Write the next part of the essay on South Dakota warpreneurship during the Great War, picking up right after its final sentence.

TEXT SEGMENT =
___

Friday, April 22, 2016

Warpreneurship on the Prairie During the Great War


Warpreneurship on the Prairie During the Great War


By Robert E. Wright, Nef Family Chair of Political Economy, Augustana University for the Center for Western Studies Dakota Conference, Sioux Falls, S.D., 23 April 2016.


As I argued in Little Business on the Prairie, which was published by the Center for Western Studies this time last year, South Dakota was from its inception a very innovative place. Necessity birthed creativity, and living in this beautiful but isolated and dangerous land, South Dakotans needed a lot. Much of what South Dakotans needed they purchased from innovators in other states or countries but because of their state’s unique climate and geology, low population density, and distance from major urban centers, South Dakotans enjoyed a comparative advantage in some areas, including farming and ranching, of course, but also air travel, military bases, mining, telephonics, tourism, and wholesale distribution.

___

DATA BLOCK =
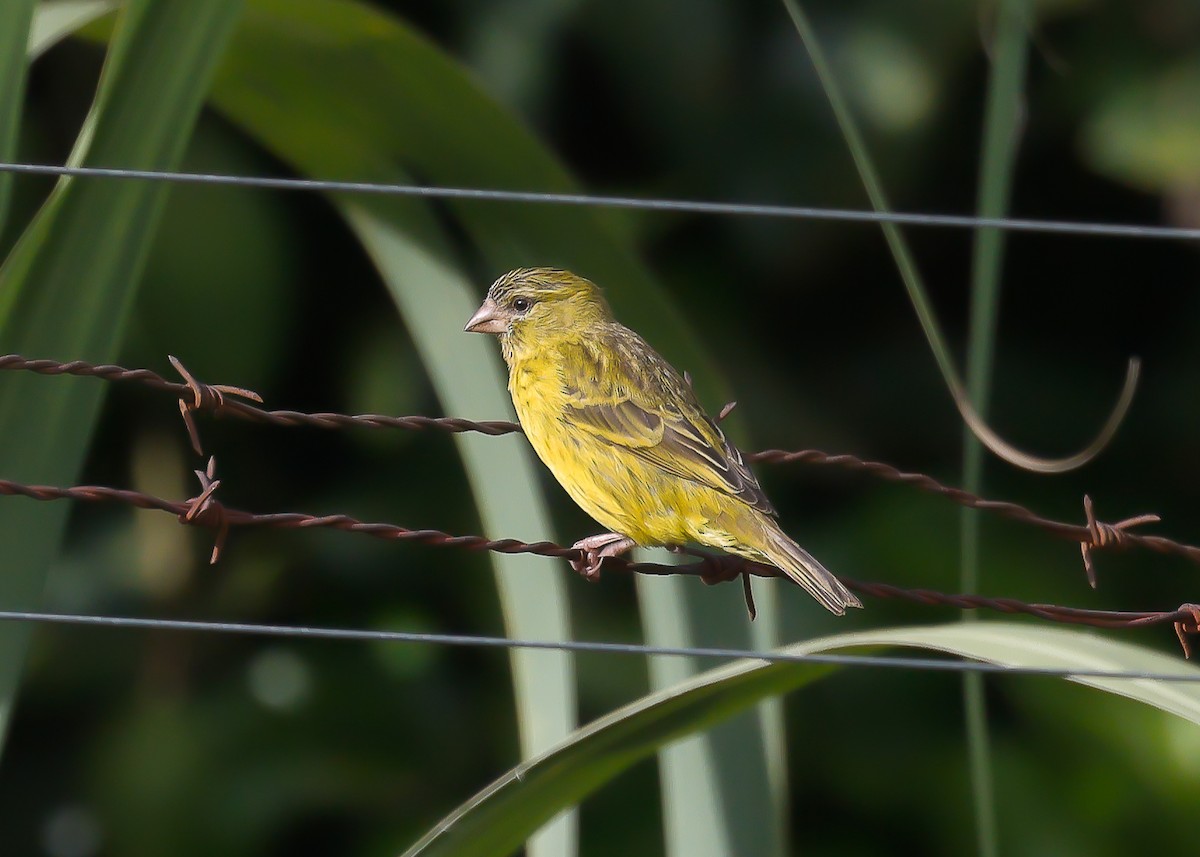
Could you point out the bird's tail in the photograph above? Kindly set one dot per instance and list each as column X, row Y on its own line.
column 804, row 569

___

OUTPUT OF THE TASK =
As I showed conferees at the 2014 Dakota conference, already by 1910 South Dakota was home to 2,165 corporations taxed by the federal government. Almost a third were the tiny branchless banks mandated by federal and state banking regulations, but the other largest sectors comported with the state’s comparative advantage as show in slide 2.[i] So even before World War I, the first of the two Great Wars of the twentieth century, South Dakota’s economy showed signs of sectoral diversification and development on a scale recommending the use of the corporate form. In short, the state wasn’t all cornfields and cattle pastures. But economic diversification was not a linear process. The Second World War, in particular, made the state’s economy more dependent on agriculture.
The two Great Wars stimulated much war-related entrepreneurship, or warpreneurship, but, aided by ample rain, it mostly took the form of replicative agricultural entrepreneurship.[ii] In other words, more farming and ranching rather than more mining, manufacturing, or service. To see this, let’s look at a couple of slides. The first, slide 3, shows non-farm proprietary income -- that’s basically the profits of South Dakotans running their own non-agricultural businesses -- as a percentage of total income. Note that during World War II, non-farm proprietary income remained relatively stagnant and slightly below its average for the 1929 to 1961 period. Slide 4 shows why: farm proprietary income as a percentage of total income was extremely high during World War II, a major turnaround from the losses of the Depression decade and well above the average of the 1929 to 1961 period.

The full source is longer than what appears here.